» **REQUIRED ACTION A**
Answer these from the Madres interview, each on its own line:
(i) Which actor plays Beto?
(ii) What film does the director name as the one that scares him most?
(iii) Which filmmaker does he call "my guy right now"?
» **REQUIRED ACTION B**
Reproduce the passage of the Madres interview starting with "I'm a big Stanley" and going on through "something to say.".
» **REQUIRED ACTION C**
For each statement, say yes or no depending on whether the Madres interview supports it, and quote the words that decide it.
(i) Madres is Zaragoza's first feature film as director.
(ii) The story takes place in a migrant community in Texas.
(iii) Zaragoza has directed for the series All American.

» **TEXT EXCERPT**
————

Our fourth and final Amazon Studios and Blumhouse Television Welcome to the Blumhouse directorial interview series, interviews the director of Madres, a hauntingly disturbing tale from the 1970s, based on true events.
Madres, directed by Ryan Zaragoza, goes back in time to a small 1970s California migrant community, where Beto (Tenoch Huerta) and Diana (Ariana Guerra), a young Mexican American couple are planning to start their new family. However, as strange symptoms and blood-chilling visions haunt Diana, the couple is forced to face the possibility that they are the newest victims of a local curse, or something far more terrifying.
Zaragoza has directed/written multiple short films such as Bebé and The Painter. He has also directed for The CW television series All American and for the upcoming Disney+ series Just Beyond. Madres is his directorial feature film debut.
What is your go-to Halloween movie?
The one that scares me the most is The Exorcist. I can't watch. I'm shocked when people are just so blase about it and think it's outdated. To me, it’s terrifying, bold, and just such a great film. So I try to watch that when I'm looking to get scared.
Which filmmakers influence you?
I'm a big Stanley Kubrick and Steven Spielberg fan. Paul Thomas Anderson, I think he's my guy right now. I'm always fascinated every time he has something to say.
What is your favorite Blumhouse horror movie?
I really like Get Out. That opened up the doors for everything. I think the risk they took on, allowed for a series like this to get made.
How did you become a part of the Welcome to Blumhouse series?
I've been talking with Blumhouse for a little while, and they knew the types of films that I want to make. I think the series is really amazing. The platform that they give to filmmakers who are just starting out in their feature careers. They sent the right script my way which piqued my interest. I attached myself as soon as I could.
What inspired you to choose this script for your directorial debut?
Two things, first, that it took place in the 1970s. I am just a huge fan of 70s filmmaking and 70s horror filmmaking. I saw it as a vehicle to help contribute to what those filmmakers were doing at the time and pay homage to that style.

————

» **DATASET EXTRACT**
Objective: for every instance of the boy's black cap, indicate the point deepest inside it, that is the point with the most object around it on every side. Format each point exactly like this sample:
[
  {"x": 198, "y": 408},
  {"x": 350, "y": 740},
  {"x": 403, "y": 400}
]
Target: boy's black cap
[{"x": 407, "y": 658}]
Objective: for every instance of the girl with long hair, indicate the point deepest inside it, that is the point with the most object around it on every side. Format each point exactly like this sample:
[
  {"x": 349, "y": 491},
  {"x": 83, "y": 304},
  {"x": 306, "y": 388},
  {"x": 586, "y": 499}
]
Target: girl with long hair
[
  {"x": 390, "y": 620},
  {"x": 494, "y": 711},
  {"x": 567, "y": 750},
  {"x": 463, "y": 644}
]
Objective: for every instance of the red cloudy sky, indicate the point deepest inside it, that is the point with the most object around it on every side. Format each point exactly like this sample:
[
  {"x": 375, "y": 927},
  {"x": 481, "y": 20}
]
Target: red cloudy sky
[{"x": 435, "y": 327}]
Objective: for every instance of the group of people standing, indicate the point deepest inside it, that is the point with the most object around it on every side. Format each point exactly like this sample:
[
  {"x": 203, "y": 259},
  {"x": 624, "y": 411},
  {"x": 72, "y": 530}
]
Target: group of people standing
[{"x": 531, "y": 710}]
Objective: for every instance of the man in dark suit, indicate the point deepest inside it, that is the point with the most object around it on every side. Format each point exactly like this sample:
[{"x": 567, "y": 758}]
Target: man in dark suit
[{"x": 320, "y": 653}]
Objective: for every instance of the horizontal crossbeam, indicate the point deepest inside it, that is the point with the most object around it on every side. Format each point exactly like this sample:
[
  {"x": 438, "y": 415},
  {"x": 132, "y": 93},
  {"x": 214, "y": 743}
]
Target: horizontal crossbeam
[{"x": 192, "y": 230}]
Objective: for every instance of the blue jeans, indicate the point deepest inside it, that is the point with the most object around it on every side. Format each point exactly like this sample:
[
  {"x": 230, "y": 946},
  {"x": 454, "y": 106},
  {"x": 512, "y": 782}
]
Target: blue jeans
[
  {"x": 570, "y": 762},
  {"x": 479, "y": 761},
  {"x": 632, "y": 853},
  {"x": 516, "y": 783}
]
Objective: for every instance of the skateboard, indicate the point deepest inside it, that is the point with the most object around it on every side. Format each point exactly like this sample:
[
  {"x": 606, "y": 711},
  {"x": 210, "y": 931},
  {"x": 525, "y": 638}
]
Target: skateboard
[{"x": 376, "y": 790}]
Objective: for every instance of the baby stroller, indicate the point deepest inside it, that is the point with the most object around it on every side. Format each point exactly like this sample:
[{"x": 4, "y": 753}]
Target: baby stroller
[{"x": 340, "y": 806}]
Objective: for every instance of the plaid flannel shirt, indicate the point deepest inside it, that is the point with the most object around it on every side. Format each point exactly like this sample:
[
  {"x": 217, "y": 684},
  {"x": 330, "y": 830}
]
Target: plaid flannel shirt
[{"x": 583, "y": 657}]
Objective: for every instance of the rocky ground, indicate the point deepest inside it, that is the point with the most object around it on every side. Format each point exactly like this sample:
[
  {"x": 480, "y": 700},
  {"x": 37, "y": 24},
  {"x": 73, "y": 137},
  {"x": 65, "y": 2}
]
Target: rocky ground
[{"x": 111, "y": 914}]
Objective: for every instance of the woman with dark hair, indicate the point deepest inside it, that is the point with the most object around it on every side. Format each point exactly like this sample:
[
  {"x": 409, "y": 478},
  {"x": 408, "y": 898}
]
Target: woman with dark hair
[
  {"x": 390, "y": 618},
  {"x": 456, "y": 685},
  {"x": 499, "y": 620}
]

————

» **TASK SOLUTION A**
(i) Tenoch Huerta
(ii) The Exorcist
(iii) Paul Thomas Anderson

» **TASK SOLUTION B**
I'm a big Stanley Kubrick and Steven Spielberg fan. Paul Thomas Anderson, I think he's my guy right now. I'm always fascinated every time he has something to say.

» **TASK SOLUTION C**
(i) Yes: "Madres is his directorial feature film debut."
(ii) No: "a small 1970s California migrant community"
(iii) Yes: "He has also directed for The CW television series All American"